## Input records
━━━━━━━━

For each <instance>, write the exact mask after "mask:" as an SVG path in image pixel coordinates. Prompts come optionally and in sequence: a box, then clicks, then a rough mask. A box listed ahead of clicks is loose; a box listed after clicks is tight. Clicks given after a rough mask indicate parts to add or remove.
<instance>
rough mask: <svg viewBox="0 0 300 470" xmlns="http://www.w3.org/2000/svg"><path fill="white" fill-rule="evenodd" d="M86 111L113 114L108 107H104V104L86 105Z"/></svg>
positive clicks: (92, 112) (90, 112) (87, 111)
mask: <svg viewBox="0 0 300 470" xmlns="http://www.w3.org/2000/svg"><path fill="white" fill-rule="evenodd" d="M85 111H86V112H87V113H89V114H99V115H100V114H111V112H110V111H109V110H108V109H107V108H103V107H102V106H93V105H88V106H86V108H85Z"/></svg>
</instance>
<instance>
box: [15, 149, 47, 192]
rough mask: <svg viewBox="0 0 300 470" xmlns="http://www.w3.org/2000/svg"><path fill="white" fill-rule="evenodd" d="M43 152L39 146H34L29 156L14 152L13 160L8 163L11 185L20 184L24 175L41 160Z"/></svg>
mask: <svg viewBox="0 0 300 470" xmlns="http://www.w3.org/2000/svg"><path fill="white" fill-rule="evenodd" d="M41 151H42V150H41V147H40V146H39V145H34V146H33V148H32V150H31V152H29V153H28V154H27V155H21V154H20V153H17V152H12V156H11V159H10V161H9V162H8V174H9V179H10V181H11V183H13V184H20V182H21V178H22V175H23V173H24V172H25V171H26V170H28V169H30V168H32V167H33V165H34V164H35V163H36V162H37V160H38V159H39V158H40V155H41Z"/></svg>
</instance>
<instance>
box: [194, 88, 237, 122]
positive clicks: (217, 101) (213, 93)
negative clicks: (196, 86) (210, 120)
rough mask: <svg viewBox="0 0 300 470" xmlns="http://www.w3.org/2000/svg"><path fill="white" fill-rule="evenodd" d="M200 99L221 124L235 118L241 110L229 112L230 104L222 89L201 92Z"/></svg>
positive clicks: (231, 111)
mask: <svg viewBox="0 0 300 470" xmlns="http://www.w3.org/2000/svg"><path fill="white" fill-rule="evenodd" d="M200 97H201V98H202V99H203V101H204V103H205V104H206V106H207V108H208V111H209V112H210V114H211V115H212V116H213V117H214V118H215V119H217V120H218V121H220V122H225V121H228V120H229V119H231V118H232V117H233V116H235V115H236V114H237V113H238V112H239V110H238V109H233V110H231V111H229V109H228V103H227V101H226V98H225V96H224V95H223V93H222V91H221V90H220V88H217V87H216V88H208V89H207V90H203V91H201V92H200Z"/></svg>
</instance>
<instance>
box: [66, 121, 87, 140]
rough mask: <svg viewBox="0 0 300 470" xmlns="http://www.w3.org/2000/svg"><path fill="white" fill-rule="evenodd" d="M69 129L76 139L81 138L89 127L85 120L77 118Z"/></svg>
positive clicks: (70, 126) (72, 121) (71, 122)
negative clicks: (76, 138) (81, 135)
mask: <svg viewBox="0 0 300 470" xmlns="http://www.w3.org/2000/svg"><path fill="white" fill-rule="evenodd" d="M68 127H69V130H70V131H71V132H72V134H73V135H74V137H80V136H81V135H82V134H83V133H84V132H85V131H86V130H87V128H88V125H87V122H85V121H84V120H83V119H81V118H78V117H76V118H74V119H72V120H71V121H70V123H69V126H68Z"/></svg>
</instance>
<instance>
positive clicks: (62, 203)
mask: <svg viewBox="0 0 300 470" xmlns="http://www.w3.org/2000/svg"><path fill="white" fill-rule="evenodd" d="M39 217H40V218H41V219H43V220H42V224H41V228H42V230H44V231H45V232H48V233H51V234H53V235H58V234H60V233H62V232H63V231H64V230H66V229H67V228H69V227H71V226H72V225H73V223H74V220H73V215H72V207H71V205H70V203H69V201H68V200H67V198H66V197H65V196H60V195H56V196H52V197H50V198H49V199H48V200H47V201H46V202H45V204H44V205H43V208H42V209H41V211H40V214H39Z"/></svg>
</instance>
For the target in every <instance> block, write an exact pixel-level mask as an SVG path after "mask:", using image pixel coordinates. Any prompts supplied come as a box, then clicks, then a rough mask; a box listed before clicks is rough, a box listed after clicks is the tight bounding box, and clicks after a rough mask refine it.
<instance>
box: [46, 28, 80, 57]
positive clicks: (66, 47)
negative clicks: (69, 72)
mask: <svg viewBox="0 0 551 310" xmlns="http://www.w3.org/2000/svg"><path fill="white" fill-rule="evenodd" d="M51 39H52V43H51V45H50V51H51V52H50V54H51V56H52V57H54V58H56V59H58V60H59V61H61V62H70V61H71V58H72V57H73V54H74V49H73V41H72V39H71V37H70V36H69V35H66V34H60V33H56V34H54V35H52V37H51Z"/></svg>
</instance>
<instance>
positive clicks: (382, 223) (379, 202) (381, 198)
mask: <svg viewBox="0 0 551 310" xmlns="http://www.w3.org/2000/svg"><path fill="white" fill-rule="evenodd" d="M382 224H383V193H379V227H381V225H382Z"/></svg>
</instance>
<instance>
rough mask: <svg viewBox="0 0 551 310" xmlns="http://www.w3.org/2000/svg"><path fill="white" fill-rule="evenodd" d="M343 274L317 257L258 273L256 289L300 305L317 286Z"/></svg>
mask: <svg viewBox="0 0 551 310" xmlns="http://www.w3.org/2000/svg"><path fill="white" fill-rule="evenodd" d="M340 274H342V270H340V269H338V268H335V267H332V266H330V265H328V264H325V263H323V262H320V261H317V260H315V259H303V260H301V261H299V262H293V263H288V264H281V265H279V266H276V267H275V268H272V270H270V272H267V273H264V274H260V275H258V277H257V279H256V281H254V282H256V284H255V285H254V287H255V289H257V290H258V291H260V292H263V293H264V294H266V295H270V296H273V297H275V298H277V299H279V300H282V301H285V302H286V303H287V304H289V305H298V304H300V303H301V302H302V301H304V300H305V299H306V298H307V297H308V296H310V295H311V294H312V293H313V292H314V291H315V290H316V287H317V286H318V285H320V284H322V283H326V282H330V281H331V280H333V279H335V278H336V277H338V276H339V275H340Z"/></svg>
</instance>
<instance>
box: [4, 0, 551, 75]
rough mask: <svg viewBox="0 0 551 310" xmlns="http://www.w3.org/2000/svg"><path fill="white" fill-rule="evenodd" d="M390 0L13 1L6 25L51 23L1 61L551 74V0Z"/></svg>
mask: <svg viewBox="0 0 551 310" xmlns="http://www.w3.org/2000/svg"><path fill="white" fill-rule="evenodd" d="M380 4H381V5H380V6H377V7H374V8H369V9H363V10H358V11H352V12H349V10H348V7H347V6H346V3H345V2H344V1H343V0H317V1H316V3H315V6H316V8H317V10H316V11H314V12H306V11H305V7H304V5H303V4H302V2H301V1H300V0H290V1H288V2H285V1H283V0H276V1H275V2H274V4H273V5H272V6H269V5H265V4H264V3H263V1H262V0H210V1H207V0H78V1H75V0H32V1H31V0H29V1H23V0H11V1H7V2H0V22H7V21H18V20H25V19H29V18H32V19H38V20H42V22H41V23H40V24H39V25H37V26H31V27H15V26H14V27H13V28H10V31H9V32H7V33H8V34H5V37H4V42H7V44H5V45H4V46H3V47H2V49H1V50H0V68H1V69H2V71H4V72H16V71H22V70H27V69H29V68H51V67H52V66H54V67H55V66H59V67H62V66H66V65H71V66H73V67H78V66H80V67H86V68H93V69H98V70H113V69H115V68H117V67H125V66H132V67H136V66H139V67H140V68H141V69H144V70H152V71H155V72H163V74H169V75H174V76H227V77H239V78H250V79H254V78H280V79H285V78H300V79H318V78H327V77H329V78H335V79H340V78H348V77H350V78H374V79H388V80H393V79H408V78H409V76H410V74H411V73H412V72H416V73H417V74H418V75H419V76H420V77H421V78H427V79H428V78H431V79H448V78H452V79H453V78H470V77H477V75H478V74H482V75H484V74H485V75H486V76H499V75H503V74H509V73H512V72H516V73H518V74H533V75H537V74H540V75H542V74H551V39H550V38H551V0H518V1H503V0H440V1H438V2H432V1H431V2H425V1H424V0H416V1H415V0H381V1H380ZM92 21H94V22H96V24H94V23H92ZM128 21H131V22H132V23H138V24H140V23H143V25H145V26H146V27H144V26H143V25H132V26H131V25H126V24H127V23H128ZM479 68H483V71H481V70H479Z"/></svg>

━━━━━━━━

Gather every line of the records above that contains the string "negative", and copy each one in full.

## Task output
negative clicks: (196, 86) (210, 120)
negative clicks: (76, 138) (81, 135)
negative clicks: (69, 72)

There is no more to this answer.